▸ CONSIGNES
1 > Les affirmations (a), (b) et (c) concordent-elles avec l'extrait ? Répondez par oui ou par non, en citant à l'identique les mots de l'extrait qui tranchent. (a) Le marché aux bestiaux étudié est celui de Saint-Christophe-en-Brionnais. (b) Dominique Fayard est née dans une ville du Charolais. (c) Le Brionnais se trouve au nord du Charolais.
2 > Extrayez de l'extrait le passage qui débute aux mots « Ce terreau initiatique » et s'arrête après « de la Saône-et-Loire. », en le recopiant fidèlement.

▸ EXTRAIT FOURNI
::::::::

Au rythme d’une véritable enquête sur le terrain, après avoir rencontré de nombreux acteurs à qui elle donne la parole, Dominique Fayard, à partir d’une région, le Brionnais-Charolais, nous éclaire sur une histoire qui est à la fois sociologique et économique autour des négociants et des marchands dans les sociétés rurales.

Elle livre une étude minutieuse de ces hommes qui sont les intermédiaires entre les producteurs et les centres d’approvisionnement urbains et, à travers l’animation du marché aux bestiaux de Saint-Christophe-en-Brionnais, fournit un matériau exemplaire pour la compréhension de l’époque, au tournant du XIXe et du XXe siècles.

Elle décrit avec beaucoup d’humanité, une communauté mouvante, le monde des maquignons et l’apogée de l’embouche avant que tout cet univers soit ébranlé par la mutation de la filière bovine du milieu du XXe siècle. A cette époque, le goût des consommateurs évolue, le gras recule devant le maigre, la concurrence des marchés à l’exportation apparaît et la PAC (Politique Agricole Commune) incite à la reconversion.

C’est tout un monde qui bascule et au-delà de cette profession, c’est un peu la France des Trente glorieuses qui apparaît dans ces bouleversements, un paysage qui change, l’Europe qui s’impose et l’esquisse de notre XXIe siècle où sécurité et traçabilité exigent de nouvelles règles « lorsque suite aux crises sanitaires des années 1990, les consommateurs réclament une viande tracée du pré à l’assiette ».

Le Brionnais comme révélateur des évolutions et des mentalités

Dominique Fayard a plusieurs atouts pour aborder un tel sujet et savoir comment le rendre vivant au fil de sa lecture. Elle sait non seulement de quoi elle parle, sa formation d’historienne l’amène à appréhender un univers assez mal connu, celui des intermédiaires, mais en plus elle est « née dans une ferme d’élevage naisseur du Charolais » et s’est « très tôt préoccupée du sort des bovins quittant l’exploitation familiale ».

Ce terreau initiatique ajouté à l’attrait naturel pour la région permet ainsi à l’auteur d’intégrer toutes les composantes de l’histoire et d’en retracer les moindres détails. Car, « le Brionnais-Charolais, berceau de la race bovine charolaise, constitue un lieu d’observation privilégié des transactions portant sur le bétail ». Rappelons que le Brionnais est une « petite contrée située à l’extrême sud de la région Bourgogne, prolongée au nord par le Charolais », couvrant le sud-ouest du département de la Saône-et-Loire.

::::::::

Lignes d'un jeu de données:
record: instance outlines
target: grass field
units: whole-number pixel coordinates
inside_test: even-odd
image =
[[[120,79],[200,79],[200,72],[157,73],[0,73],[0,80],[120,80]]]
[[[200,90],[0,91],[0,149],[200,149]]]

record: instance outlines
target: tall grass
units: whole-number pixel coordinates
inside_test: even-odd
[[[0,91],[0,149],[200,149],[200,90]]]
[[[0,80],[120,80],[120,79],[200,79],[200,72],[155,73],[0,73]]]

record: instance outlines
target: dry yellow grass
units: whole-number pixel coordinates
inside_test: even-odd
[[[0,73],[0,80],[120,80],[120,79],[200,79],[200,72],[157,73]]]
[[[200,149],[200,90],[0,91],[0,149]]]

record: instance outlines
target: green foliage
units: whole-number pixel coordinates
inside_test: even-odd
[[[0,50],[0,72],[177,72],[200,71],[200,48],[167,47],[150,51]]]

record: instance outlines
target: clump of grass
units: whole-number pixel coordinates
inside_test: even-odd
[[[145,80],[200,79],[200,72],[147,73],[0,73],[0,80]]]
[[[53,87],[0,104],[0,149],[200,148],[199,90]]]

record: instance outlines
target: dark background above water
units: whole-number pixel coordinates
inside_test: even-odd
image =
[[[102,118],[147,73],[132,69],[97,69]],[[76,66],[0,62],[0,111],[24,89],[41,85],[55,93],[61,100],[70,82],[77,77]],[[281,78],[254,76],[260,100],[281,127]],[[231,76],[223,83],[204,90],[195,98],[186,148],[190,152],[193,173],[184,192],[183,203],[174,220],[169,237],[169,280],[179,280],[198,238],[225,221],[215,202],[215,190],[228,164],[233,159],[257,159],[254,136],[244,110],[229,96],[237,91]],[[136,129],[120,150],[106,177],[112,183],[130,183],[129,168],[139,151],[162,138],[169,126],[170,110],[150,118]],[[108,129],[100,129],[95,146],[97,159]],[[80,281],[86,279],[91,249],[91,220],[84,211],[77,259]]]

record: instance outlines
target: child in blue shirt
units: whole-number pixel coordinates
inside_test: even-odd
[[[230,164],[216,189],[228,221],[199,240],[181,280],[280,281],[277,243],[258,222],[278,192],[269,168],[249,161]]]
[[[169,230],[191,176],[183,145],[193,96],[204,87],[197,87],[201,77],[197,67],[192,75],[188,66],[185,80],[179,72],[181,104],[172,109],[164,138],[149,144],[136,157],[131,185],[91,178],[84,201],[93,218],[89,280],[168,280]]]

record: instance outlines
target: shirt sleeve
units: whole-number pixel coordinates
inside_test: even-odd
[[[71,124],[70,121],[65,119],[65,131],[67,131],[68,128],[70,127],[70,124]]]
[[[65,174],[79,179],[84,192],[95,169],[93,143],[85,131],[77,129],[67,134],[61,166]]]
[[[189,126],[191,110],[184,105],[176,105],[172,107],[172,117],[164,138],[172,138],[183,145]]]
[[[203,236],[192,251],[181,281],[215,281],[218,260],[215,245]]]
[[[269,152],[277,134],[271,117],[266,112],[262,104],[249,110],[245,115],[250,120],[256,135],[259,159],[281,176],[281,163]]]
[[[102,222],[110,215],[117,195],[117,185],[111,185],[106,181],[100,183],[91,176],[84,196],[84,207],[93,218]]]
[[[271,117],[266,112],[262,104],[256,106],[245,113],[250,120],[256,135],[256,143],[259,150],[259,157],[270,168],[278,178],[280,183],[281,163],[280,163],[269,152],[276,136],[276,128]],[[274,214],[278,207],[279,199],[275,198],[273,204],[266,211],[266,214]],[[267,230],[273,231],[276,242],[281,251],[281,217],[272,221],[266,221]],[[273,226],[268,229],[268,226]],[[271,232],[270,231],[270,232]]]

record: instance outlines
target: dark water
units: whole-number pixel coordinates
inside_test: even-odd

::::::::

▸ CORRIGÉ PAR CONSIGNE
1 >
(a) Oui : « à travers l’animation du marché aux bestiaux de Saint-Christophe-en-Brionnais ».
(b) Non : « née dans une ferme d’élevage naisseur du Charolais ».
(c) Non : « petite contrée située à l’extrême sud de la région Bourgogne, prolongée au nord par le Charolais ».

2 >
Ce terreau initiatique ajouté à l’attrait naturel pour la région permet ainsi à l’auteur d’intégrer toutes les composantes de l’histoire et d’en retracer les moindres détails. Car, « le Brionnais-Charolais, berceau de la race bovine charolaise, constitue un lieu d’observation privilégié des transactions portant sur le bétail ». Rappelons que le Brionnais est une « petite contrée située à l’extrême sud de la région Bourgogne, prolongée au nord par le Charolais », couvrant le sud-ouest du département de la Saône-et-Loire.